##### Dataset entries

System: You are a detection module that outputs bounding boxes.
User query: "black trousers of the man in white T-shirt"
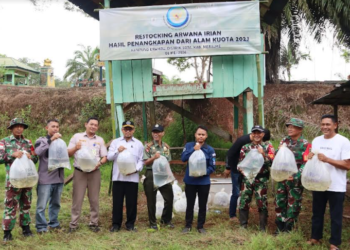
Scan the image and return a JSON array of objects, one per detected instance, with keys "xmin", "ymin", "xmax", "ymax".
[{"xmin": 311, "ymin": 191, "xmax": 345, "ymax": 246}]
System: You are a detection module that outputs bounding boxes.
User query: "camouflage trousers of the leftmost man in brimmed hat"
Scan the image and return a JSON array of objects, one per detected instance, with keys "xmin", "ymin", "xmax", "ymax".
[{"xmin": 2, "ymin": 187, "xmax": 32, "ymax": 230}]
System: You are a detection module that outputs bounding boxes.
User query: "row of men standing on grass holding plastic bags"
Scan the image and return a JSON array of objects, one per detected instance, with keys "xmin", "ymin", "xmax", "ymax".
[{"xmin": 0, "ymin": 115, "xmax": 350, "ymax": 250}]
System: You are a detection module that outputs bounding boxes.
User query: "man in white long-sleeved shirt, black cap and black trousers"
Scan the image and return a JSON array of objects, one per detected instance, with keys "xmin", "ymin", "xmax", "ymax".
[{"xmin": 107, "ymin": 121, "xmax": 144, "ymax": 232}]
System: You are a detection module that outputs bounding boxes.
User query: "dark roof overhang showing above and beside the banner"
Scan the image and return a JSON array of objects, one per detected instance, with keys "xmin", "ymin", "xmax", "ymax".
[{"xmin": 68, "ymin": 0, "xmax": 288, "ymax": 25}]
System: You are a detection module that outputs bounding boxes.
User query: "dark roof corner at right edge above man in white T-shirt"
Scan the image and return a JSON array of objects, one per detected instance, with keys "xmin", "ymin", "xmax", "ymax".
[{"xmin": 311, "ymin": 81, "xmax": 350, "ymax": 105}]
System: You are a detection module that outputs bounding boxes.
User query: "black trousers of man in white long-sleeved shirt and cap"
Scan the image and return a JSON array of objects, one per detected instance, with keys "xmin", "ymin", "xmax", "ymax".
[{"xmin": 112, "ymin": 181, "xmax": 139, "ymax": 228}]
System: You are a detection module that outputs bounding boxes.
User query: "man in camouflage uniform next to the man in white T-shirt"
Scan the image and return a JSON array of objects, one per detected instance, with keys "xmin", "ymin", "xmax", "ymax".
[{"xmin": 275, "ymin": 118, "xmax": 310, "ymax": 234}]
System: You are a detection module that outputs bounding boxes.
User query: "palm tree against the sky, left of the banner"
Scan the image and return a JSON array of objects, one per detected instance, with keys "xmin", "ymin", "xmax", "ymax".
[{"xmin": 63, "ymin": 44, "xmax": 100, "ymax": 81}]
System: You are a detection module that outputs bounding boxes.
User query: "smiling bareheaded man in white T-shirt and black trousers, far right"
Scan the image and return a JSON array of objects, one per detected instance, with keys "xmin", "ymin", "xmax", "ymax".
[{"xmin": 308, "ymin": 115, "xmax": 350, "ymax": 250}]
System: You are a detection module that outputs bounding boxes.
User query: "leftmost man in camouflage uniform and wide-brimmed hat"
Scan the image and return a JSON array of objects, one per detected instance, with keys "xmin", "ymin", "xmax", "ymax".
[{"xmin": 0, "ymin": 118, "xmax": 38, "ymax": 241}]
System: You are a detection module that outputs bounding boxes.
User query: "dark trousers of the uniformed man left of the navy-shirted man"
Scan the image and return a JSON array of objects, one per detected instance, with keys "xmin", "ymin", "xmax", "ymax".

##########

Work required:
Wherever a line in the entries above holds "banner", copy that line.

Solution to this task:
User query: "dark roof overhang showing above and beside the banner"
User query: "palm tree against the sky, left of the banner"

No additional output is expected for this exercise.